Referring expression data

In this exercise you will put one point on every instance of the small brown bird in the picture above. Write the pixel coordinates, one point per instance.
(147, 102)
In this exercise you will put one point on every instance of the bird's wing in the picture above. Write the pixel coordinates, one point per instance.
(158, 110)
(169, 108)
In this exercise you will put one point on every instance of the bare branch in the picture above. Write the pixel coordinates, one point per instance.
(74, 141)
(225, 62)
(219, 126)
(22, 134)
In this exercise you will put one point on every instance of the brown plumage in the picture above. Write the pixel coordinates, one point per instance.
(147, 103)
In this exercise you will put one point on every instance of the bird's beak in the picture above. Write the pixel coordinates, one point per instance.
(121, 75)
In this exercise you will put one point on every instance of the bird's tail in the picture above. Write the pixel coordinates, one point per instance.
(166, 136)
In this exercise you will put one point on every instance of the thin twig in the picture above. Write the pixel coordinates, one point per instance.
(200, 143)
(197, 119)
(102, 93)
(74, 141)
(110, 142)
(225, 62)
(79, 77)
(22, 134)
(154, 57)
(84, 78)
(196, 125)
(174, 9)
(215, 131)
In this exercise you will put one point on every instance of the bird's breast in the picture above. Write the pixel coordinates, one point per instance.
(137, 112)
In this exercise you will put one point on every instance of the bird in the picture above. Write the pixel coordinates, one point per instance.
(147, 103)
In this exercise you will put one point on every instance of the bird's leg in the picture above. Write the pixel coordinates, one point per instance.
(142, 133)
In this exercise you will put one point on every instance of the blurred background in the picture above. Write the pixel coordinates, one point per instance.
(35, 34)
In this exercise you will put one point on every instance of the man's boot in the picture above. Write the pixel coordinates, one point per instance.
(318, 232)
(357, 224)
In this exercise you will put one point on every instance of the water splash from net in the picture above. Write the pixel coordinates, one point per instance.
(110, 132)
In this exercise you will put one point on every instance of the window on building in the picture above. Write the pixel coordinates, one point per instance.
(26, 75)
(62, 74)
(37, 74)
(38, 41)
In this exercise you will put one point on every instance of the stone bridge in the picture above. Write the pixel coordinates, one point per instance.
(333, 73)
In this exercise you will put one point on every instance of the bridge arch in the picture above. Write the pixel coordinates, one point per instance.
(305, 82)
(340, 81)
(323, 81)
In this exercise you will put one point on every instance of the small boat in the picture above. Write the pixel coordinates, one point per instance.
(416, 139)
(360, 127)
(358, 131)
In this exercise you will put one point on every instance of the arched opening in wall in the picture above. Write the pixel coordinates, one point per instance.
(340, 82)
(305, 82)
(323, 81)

> _YOUR INSTRUCTIONS_
Once you have read the records above, set every one of them down again exactly.

> _PROBLEM SOLUTION_
In this exercise you will put one point on every instance of the small brown bird in the picture above. Write the pixel coordinates, one point per instance.
(147, 102)
In this exercise you will put one point on every instance of the bird's wing in the picture above. Write the pixel coordinates, one point per instance.
(158, 110)
(169, 108)
In this exercise you will put one point on every instance of the bare branch in the picture above. Write the pixel coordinates, one point per instance.
(74, 141)
(225, 62)
(219, 126)
(22, 134)
In this exercise you will put one point on every instance of the brown plumage in the picture above. Write the pixel coordinates, one point per instance.
(147, 103)
In this exercise you will put one point on every instance of the bird's beak in the picture above. Write the pixel coordinates, one point per instance.
(121, 75)
In this exercise you will put one point on every instance of the bird's tail in the picture above. Write the pixel coordinates, one point per instance.
(166, 136)
In this exercise you will put one point on every instance of the thin twig in the picture above. Write the pixel coordinates, one point per instance.
(200, 143)
(197, 119)
(102, 93)
(74, 141)
(110, 142)
(225, 62)
(79, 77)
(22, 134)
(154, 57)
(84, 78)
(196, 125)
(174, 9)
(215, 131)
In this exercise you will put one point on every instance of the bird's breast in the picture above. Write the pixel coordinates, one point per instance.
(137, 112)
In this exercise you will put one point on every instance of the bird in the picture above. Write the pixel coordinates, one point per instance.
(147, 103)
In this exercise you will put one point on every instance of the bird's leg in the picture above. Write the pixel coordinates, one point per instance.
(142, 133)
In this exercise you will put one point on every instance of the blurred background in the picture above. Write the pixel coordinates, one point per instance.
(35, 34)
In this exercise you will put one point on every instance of the man's boot in the picture above. Write the pixel coordinates, one point per instance.
(318, 232)
(357, 224)
In this exercise you will put one point on every instance of the water splash from net in the picture above. Write the pixel coordinates, one point per instance.
(110, 132)
In this exercise you will put one point on every instance of the window on building in the picture above. Write the pixel coordinates, one point per instance.
(26, 75)
(62, 74)
(37, 74)
(38, 41)
In this exercise you will put one point on every instance of the stone bridge in the picture above. Write the pixel coordinates, one point per instance.
(333, 73)
In this exercise you will put one point on every instance of the bridge arch in the picture above. Write the pixel coordinates, one point per instance.
(305, 82)
(340, 81)
(323, 81)
In this exercise you will put one point on every instance of the small boat in the picture above. Write the pixel coordinates, one point per instance.
(416, 139)
(360, 127)
(358, 131)
In this exercise you will put one point on every instance of the arched opening in wall in the picture above. Write the pixel coordinates, one point per instance.
(340, 82)
(305, 82)
(323, 81)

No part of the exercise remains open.